WHAT THE EXERCISE ASKS:
For this exercise, return all the data word for word, with images left out.

INFORMATION:
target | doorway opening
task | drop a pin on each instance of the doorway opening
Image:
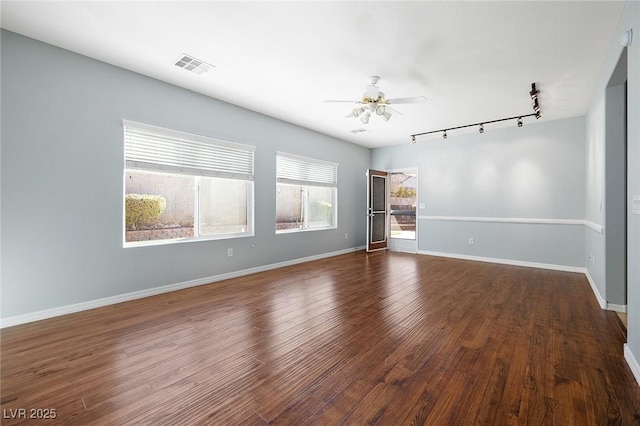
(403, 196)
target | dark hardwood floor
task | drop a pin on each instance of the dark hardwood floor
(384, 338)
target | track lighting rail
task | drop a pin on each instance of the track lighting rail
(536, 107)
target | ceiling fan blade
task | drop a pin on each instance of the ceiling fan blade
(340, 101)
(393, 110)
(410, 100)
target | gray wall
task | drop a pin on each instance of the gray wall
(532, 172)
(62, 181)
(595, 181)
(615, 196)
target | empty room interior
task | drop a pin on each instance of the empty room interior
(316, 212)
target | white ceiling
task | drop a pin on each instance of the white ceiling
(474, 61)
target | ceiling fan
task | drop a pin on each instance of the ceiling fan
(374, 102)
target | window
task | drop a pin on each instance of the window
(180, 186)
(306, 197)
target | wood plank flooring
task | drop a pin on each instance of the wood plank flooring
(380, 338)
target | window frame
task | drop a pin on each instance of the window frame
(292, 169)
(218, 158)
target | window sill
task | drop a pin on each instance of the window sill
(168, 241)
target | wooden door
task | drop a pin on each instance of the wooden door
(377, 228)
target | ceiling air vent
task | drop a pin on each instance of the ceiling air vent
(192, 64)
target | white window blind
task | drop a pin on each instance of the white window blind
(158, 149)
(297, 170)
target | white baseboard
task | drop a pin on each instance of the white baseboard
(97, 303)
(553, 267)
(601, 300)
(632, 362)
(617, 308)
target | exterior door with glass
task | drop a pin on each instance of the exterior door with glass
(403, 196)
(377, 213)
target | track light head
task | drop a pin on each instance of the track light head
(627, 38)
(534, 92)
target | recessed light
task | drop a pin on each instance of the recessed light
(192, 64)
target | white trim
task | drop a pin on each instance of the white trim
(97, 303)
(550, 266)
(632, 362)
(588, 224)
(594, 226)
(617, 308)
(601, 300)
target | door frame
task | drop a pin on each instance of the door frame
(401, 244)
(372, 214)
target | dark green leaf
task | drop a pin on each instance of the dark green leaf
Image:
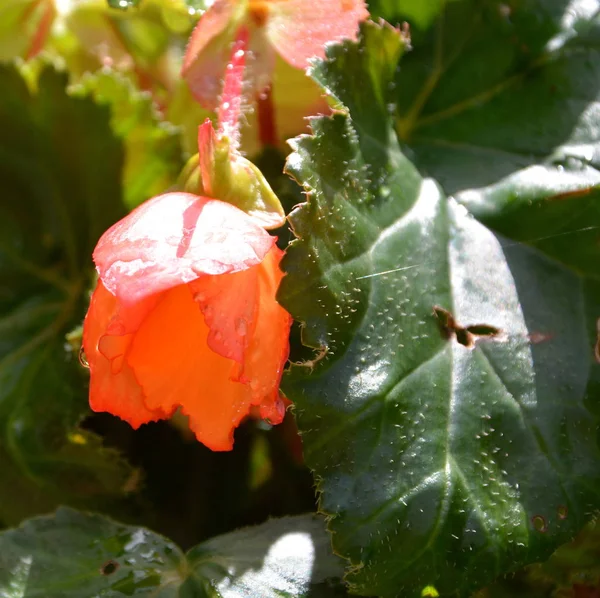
(445, 456)
(60, 167)
(71, 554)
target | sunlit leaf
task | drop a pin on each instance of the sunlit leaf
(446, 454)
(284, 557)
(61, 187)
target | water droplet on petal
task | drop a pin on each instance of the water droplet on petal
(83, 359)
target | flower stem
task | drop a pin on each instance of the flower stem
(267, 129)
(230, 107)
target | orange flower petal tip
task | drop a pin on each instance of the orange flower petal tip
(185, 315)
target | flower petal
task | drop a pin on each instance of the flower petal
(268, 349)
(113, 386)
(229, 303)
(300, 29)
(173, 239)
(175, 366)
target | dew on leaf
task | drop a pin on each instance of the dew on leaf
(539, 523)
(109, 567)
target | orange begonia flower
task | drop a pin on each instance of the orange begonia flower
(185, 315)
(296, 29)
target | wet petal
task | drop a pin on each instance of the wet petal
(173, 239)
(268, 349)
(229, 303)
(174, 365)
(300, 29)
(113, 386)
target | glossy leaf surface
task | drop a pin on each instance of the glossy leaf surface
(283, 557)
(447, 454)
(61, 170)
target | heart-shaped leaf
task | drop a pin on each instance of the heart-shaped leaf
(446, 414)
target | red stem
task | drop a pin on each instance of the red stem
(230, 107)
(267, 129)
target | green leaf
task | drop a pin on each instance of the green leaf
(448, 449)
(60, 167)
(283, 557)
(419, 12)
(19, 22)
(153, 149)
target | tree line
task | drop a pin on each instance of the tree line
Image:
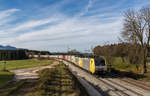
(135, 38)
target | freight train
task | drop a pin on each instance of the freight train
(92, 64)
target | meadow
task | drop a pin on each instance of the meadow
(6, 76)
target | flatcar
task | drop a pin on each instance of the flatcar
(89, 63)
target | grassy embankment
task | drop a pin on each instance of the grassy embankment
(126, 67)
(5, 77)
(56, 81)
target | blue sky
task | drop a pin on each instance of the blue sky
(55, 25)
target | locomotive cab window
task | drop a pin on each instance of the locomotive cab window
(99, 62)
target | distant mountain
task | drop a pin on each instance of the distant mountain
(8, 47)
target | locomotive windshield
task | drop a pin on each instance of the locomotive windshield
(99, 62)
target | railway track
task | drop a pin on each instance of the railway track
(112, 87)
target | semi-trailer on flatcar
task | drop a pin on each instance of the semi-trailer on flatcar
(90, 63)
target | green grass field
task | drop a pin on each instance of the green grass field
(5, 77)
(118, 64)
(20, 64)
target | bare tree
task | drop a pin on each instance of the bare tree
(136, 30)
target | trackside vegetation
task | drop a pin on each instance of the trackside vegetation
(27, 63)
(6, 76)
(57, 81)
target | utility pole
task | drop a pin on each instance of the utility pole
(4, 65)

WRITTEN REPLY:
target | doorway opening
task | drop a pin on each instance of the doorway opening
Image:
(403, 196)
target | dark hardwood floor
task | drop a pin on each instance of the dark hardwood floor
(384, 338)
target | track lighting rail
task | drop a pin on each instance of the track lighting rail
(536, 107)
target | ceiling fan blade
task | drop a pin on each instance of the ceiling fan blade
(340, 101)
(393, 110)
(410, 100)
target | gray wall
task | drop a pin on each instance of the gray wall
(532, 172)
(62, 181)
(595, 181)
(615, 196)
target | empty room interior
task | drop a pin on each instance of the empty room interior
(316, 212)
target | white ceiling
task | drop a pin on each instance of the white ceiling
(474, 61)
target | ceiling fan
task | drop a pin on each instance of the ceiling fan
(374, 102)
target | window
task | drop a pin on each instance of the window
(180, 186)
(306, 197)
target | wood plank flooring
task | drop a pin on each instance of the wood plank flooring
(380, 338)
target | window frame
task | drop a pin on each instance of the window frame
(292, 169)
(218, 158)
target | window sill
task | drop a pin on each instance of the window sill
(168, 241)
target | wooden door
task | drop a pin on each instance of the wooden door
(377, 228)
target | ceiling air vent
task | drop a pin on each instance of the ceiling air vent
(192, 64)
target | white window blind
task | drop a pin on each instance of the white window blind
(158, 149)
(297, 170)
target | white baseboard
task | drop a pin on each instance of the white baseboard
(97, 303)
(553, 267)
(601, 300)
(632, 362)
(617, 308)
target | exterior door with glass
task | drop a pin on each instance of the exterior door with glass
(403, 196)
(377, 213)
target | track light head
task | drop a pin on each instance of the track light head
(627, 38)
(534, 92)
target | recessed light
task | drop a pin on each instance of the recessed light
(192, 64)
target | white trim
task | drop a pin on each instance of the white trim
(97, 303)
(550, 266)
(632, 362)
(588, 224)
(594, 226)
(617, 308)
(601, 300)
target | door frame
task | drop a pin on each instance of the door frame
(401, 244)
(372, 214)
target | dark green leaf
task | drop a pin on each instance of the dark green leaf
Image:
(445, 456)
(60, 167)
(71, 554)
target | sunlit leaf
task | drop a pin on each instance of the sunlit leaf
(446, 454)
(284, 557)
(61, 187)
target | water droplet on petal
task | drop a pin on each instance of the water droplet on petal
(83, 359)
target | flower stem
task | drop a pin on each instance of the flower stem
(267, 129)
(230, 107)
target | orange flower petal tip
task | drop a pin on each instance of the orange flower petal tip
(185, 315)
target | flower petal
task | drop a pin on each instance of the flower petal
(268, 349)
(113, 386)
(229, 303)
(300, 29)
(173, 239)
(175, 366)
target | dew on leaf
task | drop a pin on each instance of the dew on leaf
(539, 523)
(109, 567)
target | orange begonia flower
task | drop a pin on each instance of the orange begonia flower
(185, 315)
(296, 29)
target | wet petal
task | drop a pin on each instance of the wet petal
(173, 239)
(268, 349)
(229, 303)
(174, 365)
(300, 29)
(113, 386)
target | glossy leaf surface
task | drop a pin on each instance of the glossy leaf surface
(283, 557)
(447, 454)
(61, 170)
target | heart-shaped leaf
task | drop a pin on each instance of the heart-shaped leaf
(446, 414)
target | red stem
task | drop a pin on each instance of the red stem
(230, 107)
(267, 129)
target | green leaf
task | drop a pin on each instance of the green leaf
(448, 449)
(60, 167)
(283, 557)
(419, 12)
(19, 22)
(153, 149)
target | tree line
task | drop a pin on each instance of the tree line
Image:
(135, 38)
target | freight train
task | drop a pin on each instance of the freight train
(92, 64)
target | meadow
task | drop a pin on each instance of the meadow
(6, 76)
target | flatcar
task | drop a pin on each instance of the flatcar
(89, 63)
target | grassy embankment
task | drop a pin on each instance of the grassy embankment
(126, 67)
(5, 77)
(56, 81)
target | blue sky
task | drop a pin on each instance of the blue sky
(55, 25)
target | locomotive cab window
task | drop a pin on each instance of the locomotive cab window
(99, 62)
target | distant mountain
task | drop a pin on each instance of the distant mountain
(8, 47)
target | locomotive windshield
task | drop a pin on each instance of the locomotive windshield
(99, 62)
target | railway track
task | drop a pin on each instance of the railway track
(112, 87)
target | semi-trailer on flatcar
task | drop a pin on each instance of the semi-trailer on flatcar
(90, 63)
target | green grass field
task | drop a pin on each instance of the green grass field
(5, 77)
(118, 64)
(20, 64)
target | bare tree
task | drop a pin on each instance of the bare tree
(136, 30)
target | trackside vegetation
task | drop a pin on each instance of the trackside vegetation
(27, 63)
(6, 76)
(57, 81)
target | utility pole
task | drop a pin on each instance of the utility pole
(4, 65)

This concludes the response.